**Article**.
▬▬▬▬▬▬▬▬▬▬

Patrick de Carolis reçu sous la Coupole du quai Conti à l’Académie des beaux-arts
Il n’y a rien de plus beau que de donner à ses enfants des racines et des ailes disait Romain Gary. Sincère et belle maxime qu’a fait sienne, et un peu nôtre via la télévision, Patrick de Carolis en créant le magazine culturel bien connu, « Des racines et des ailes ». Le nouvel académicien est "installé" au sein de l’Académie selon les mots en usage dans cette compagnie. Ici point de réception ou d’éloge mais une installation. Un mot qui vous sied peu comme le souligne son confrère Hugues Gall qui l’accueille lors de cette belle cérémonie sous la Coupole, dans la section Membres libres de l’Académie des beaux-arts. "Libre" un mot qui lui est cher, en accord parfait avec son prédécesseur André Bettencourt auquel il rend un vibrant hommage.
Le mercredi 12 octobre 2011 Patrick de Carolis a donc été installé au sein de l’Académie des beaux-arts sous la Coupole de l’Institut de France où il a été élu, plusieurs mois auparavant, dans la section des « membres libres » le 5 mai 2010 au fauteuil d’André Bettencourt.

▬▬▬▬▬▬▬▬▬▬

(Données d'étiquetage par coordonnées)
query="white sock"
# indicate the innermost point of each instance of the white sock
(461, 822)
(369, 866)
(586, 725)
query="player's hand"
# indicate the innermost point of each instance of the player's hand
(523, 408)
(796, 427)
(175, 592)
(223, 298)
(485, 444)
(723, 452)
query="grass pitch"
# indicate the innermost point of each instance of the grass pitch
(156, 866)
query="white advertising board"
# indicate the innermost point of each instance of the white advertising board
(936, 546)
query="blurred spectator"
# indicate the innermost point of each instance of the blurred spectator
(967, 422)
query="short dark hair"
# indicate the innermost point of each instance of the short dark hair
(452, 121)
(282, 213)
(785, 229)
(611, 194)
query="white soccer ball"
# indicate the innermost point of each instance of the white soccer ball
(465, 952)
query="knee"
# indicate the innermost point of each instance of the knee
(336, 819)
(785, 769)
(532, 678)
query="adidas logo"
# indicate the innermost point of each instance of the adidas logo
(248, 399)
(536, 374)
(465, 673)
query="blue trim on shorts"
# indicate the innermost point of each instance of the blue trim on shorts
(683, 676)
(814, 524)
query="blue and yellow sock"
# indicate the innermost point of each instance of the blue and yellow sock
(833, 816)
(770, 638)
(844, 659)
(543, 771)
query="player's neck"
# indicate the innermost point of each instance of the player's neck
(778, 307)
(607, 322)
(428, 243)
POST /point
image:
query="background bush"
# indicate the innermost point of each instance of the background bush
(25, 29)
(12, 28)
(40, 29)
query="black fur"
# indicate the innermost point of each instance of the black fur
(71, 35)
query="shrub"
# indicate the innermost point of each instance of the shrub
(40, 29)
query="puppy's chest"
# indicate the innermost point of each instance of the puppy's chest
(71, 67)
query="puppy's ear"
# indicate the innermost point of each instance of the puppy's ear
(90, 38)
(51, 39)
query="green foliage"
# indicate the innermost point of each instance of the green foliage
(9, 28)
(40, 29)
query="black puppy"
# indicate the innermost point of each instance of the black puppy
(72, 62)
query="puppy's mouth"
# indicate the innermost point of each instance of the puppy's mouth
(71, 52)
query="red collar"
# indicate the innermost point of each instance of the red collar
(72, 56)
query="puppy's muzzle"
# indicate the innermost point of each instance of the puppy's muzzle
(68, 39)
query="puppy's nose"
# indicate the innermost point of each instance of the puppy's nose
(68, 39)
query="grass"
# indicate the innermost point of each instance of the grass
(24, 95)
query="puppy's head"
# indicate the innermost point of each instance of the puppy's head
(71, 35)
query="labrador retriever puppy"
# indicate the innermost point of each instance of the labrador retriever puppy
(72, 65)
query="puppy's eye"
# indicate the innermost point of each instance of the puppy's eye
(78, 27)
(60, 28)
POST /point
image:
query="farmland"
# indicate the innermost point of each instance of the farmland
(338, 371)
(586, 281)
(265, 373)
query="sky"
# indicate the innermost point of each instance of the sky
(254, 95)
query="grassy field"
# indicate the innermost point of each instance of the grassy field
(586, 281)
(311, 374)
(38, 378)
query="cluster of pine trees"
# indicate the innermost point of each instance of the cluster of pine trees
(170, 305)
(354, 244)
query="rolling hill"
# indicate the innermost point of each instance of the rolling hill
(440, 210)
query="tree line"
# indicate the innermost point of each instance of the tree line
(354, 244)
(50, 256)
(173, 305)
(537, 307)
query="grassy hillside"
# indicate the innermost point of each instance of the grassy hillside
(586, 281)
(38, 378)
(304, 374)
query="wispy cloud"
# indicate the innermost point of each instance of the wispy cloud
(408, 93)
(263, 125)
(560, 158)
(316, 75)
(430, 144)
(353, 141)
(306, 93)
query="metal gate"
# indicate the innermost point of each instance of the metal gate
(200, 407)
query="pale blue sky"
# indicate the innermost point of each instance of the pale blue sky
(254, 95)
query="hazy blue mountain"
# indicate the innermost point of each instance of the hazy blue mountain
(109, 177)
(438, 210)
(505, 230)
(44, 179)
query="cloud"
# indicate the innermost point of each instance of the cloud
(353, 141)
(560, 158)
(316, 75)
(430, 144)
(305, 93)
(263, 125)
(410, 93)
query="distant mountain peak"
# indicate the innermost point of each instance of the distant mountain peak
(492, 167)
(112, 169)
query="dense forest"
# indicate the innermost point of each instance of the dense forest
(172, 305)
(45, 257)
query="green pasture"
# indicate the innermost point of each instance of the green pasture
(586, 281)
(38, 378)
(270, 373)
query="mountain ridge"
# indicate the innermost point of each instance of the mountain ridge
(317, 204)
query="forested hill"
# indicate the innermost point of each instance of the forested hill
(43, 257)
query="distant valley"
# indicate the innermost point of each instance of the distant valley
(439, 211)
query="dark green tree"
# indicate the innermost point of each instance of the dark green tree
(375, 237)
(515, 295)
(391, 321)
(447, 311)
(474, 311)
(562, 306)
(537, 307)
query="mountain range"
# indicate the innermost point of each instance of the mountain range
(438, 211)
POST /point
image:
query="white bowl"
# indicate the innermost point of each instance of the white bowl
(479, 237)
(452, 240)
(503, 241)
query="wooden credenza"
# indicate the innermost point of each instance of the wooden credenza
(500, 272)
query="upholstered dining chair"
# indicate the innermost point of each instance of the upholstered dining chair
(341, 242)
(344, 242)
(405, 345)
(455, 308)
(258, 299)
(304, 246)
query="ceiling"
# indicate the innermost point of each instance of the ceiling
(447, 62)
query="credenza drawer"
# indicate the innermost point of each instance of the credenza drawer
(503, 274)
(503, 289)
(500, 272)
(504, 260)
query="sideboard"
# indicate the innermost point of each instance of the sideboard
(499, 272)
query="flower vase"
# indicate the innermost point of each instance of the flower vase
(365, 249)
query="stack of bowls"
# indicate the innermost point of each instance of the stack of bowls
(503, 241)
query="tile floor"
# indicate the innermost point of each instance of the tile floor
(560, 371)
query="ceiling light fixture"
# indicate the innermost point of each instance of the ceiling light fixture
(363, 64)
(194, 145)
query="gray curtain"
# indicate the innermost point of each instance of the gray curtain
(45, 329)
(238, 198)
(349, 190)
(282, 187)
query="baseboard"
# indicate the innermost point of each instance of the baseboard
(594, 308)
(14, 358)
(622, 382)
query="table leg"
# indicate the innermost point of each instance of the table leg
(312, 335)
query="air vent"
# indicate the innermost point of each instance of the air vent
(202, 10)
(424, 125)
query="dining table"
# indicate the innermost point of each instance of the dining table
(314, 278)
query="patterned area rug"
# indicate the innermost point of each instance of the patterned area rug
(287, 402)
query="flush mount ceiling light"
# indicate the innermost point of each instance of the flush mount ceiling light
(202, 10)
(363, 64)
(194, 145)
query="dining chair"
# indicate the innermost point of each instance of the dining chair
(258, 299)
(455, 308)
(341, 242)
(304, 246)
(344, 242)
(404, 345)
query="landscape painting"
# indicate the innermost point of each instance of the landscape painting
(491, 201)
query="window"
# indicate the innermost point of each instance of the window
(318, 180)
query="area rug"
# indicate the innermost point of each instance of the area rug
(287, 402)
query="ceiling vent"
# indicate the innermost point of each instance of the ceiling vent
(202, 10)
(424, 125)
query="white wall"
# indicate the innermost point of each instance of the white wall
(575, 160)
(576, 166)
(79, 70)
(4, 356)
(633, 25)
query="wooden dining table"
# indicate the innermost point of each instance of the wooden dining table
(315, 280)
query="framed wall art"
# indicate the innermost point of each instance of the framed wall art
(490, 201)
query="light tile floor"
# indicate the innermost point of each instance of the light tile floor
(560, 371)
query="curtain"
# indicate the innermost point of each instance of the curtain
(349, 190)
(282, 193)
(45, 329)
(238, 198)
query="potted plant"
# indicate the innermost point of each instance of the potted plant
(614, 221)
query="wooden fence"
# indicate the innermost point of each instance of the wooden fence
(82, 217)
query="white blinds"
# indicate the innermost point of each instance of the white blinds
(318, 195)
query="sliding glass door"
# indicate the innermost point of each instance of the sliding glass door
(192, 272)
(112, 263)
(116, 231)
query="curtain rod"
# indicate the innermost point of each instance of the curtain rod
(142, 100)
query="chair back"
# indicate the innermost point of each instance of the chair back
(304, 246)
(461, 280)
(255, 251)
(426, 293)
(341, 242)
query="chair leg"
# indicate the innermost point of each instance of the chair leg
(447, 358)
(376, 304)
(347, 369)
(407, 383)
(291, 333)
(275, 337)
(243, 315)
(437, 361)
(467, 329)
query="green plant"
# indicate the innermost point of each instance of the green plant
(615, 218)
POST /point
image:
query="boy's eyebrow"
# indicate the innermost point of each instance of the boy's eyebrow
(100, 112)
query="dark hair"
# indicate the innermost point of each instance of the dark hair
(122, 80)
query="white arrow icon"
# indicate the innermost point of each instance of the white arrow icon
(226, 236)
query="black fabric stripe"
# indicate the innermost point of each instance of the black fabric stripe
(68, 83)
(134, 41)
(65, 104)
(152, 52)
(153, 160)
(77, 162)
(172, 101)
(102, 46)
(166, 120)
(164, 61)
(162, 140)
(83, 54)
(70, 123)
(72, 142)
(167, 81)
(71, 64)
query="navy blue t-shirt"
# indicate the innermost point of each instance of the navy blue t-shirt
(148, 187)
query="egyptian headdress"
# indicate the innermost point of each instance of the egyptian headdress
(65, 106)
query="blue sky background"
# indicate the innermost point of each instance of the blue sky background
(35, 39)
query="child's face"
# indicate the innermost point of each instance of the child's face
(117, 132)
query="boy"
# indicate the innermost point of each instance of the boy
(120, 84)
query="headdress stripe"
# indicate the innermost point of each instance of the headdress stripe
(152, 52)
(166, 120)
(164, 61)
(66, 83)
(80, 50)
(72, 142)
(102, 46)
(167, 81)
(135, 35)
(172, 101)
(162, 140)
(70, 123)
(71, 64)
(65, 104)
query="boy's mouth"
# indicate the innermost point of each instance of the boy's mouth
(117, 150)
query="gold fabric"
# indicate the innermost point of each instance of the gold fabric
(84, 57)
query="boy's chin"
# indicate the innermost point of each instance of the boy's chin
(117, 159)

▬▬▬▬▬▬▬▬▬▬

**Consignes de travail**.
- a) Réécrivez sous forme de liste le paragraphe de l'article qui commence par « Le mercredi 12 octobre 2011 », en gardant ses faits principaux.
- b) Repérez dans les enregistrements chaque ligne qui contient la chaîne « trim », puis recopiez-les toutes.
L'article et les enregistrements ne proviennent pas de la même source.

**Réponses par tâche**.
- a)
- Date de l'installation : mercredi 12 octobre 2011
- Personne installée : Patrick de Carolis
- Lieu : Académie des beaux-arts, sous la Coupole de l'Institut de France
- Date de l'élection : 5 mai 2010, plusieurs mois auparavant
- Section : « membres libres »
- Fauteuil : celui d'André Bettencourt

- b)
query="blue trim on shorts"
# indicate the innermost point of each instance of the blue trim on shorts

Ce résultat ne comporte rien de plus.